■ Detection annotation records:
>>>>

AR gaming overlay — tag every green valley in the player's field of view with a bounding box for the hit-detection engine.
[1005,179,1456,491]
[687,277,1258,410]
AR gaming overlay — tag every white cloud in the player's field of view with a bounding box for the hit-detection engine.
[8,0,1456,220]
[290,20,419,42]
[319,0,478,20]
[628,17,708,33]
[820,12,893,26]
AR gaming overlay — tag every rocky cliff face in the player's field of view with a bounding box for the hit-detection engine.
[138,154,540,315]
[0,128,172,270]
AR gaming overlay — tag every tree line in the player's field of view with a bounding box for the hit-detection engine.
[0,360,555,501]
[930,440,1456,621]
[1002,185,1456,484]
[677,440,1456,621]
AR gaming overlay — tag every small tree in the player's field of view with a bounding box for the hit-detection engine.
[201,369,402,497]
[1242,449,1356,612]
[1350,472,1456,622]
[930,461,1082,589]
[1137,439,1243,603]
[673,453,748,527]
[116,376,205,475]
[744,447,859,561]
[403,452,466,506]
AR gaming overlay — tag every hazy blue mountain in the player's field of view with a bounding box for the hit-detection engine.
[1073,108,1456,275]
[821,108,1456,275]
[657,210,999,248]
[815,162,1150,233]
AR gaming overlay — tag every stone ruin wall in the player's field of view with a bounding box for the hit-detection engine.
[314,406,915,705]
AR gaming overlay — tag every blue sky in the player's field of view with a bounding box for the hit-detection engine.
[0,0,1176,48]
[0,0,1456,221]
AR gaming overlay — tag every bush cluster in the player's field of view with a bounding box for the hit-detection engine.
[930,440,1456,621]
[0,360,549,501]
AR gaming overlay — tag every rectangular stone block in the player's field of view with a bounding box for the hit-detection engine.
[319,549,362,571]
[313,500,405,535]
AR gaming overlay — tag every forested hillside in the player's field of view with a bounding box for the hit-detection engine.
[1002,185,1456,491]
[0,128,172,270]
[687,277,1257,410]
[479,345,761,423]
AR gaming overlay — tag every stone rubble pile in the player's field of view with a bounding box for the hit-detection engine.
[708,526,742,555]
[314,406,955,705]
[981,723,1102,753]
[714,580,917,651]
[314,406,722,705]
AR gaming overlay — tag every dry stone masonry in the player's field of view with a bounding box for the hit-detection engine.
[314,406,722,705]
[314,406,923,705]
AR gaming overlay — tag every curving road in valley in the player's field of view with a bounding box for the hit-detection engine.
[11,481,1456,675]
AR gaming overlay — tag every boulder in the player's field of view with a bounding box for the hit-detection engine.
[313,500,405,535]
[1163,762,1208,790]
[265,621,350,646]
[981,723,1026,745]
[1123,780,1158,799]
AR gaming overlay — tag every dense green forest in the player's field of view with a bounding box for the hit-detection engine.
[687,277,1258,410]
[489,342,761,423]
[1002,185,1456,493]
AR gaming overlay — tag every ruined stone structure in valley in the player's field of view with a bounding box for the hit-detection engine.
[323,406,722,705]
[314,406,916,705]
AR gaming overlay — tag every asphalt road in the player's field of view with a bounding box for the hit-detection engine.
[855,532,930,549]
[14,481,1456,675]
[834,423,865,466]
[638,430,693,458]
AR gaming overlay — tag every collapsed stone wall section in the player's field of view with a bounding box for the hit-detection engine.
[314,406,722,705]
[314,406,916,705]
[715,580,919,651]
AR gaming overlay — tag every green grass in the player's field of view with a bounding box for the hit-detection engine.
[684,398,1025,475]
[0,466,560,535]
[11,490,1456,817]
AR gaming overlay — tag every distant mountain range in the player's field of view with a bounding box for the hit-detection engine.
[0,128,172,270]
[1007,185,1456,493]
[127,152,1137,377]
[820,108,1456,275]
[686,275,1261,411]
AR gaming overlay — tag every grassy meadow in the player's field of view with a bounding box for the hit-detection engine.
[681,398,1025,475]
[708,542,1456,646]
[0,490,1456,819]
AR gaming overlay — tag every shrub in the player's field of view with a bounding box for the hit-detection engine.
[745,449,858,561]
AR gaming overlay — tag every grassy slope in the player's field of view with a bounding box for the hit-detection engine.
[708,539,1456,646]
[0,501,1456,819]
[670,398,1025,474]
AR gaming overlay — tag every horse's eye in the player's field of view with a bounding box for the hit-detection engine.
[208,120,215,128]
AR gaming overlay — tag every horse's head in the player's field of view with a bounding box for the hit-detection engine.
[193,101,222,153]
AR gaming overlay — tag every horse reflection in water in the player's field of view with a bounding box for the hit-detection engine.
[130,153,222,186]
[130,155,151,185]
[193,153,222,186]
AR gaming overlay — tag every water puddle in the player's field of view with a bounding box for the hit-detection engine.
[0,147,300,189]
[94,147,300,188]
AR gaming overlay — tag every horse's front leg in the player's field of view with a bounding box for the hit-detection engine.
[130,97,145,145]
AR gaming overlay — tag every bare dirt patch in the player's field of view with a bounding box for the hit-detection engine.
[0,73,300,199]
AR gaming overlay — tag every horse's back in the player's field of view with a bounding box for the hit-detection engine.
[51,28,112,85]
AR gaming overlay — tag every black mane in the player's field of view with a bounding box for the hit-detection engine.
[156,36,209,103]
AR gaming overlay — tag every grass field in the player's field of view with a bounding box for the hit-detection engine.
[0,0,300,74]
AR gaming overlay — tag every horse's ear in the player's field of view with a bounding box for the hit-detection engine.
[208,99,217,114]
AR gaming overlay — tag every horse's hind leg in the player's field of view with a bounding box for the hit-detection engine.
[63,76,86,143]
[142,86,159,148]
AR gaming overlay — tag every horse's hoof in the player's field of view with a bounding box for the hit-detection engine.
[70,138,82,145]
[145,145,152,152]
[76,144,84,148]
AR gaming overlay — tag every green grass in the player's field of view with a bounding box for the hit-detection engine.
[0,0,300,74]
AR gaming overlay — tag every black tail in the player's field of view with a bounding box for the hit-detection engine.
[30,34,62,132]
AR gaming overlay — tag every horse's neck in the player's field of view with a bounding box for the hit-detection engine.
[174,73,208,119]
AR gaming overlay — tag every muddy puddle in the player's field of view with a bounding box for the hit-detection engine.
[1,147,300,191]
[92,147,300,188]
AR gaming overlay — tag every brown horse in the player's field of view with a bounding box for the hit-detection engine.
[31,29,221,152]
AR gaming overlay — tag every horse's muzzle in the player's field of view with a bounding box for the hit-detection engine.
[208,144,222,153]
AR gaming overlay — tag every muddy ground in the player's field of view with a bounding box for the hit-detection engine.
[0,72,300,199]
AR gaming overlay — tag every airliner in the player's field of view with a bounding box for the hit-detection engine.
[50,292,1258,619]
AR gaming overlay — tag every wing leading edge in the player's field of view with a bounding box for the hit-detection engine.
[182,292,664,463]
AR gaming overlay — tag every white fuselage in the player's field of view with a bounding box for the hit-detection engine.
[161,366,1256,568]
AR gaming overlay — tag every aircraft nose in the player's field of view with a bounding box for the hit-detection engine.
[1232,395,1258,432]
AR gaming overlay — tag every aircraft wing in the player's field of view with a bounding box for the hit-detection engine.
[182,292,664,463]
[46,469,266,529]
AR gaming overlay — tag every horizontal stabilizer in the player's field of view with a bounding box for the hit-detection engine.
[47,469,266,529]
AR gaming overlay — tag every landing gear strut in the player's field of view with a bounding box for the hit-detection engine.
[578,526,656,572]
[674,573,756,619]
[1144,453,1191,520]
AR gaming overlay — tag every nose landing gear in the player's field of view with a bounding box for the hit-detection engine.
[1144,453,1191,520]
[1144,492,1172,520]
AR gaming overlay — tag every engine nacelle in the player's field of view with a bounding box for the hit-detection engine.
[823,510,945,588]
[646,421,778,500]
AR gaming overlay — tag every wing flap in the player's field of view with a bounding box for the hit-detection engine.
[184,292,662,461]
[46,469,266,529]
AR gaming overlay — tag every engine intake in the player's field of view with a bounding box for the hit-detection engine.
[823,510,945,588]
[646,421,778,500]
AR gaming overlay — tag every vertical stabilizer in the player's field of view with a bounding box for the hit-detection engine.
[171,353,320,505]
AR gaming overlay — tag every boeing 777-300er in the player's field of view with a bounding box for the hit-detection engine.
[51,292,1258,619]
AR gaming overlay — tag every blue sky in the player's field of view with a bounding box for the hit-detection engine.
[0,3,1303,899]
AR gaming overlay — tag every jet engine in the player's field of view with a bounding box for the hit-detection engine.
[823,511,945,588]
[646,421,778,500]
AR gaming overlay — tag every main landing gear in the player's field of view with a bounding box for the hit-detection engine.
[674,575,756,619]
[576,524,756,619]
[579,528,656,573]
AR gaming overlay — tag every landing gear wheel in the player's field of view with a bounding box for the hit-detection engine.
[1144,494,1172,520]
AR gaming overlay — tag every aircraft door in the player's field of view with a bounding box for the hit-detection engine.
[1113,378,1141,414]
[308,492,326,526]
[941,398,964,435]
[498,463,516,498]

<<<<

Starting at the line that contains "AR gaming overlay — tag every bare" and ending at the line that contains "[156,36,209,103]", write those lines out again with "black mane" changed to "dark mane" and nothing else altered.

AR gaming overlay — tag every bare dirt patch in the player's field of view with a bounding box for the hit-detection engine.
[0,73,300,199]
AR gaming overlay — tag every horse's back in the player's field of view with a bounding box for the hit-detection engine.
[51,28,112,85]
AR gaming overlay — tag every dark mane in the player's field of view with a bounding box for the hit-detection engine.
[156,36,209,103]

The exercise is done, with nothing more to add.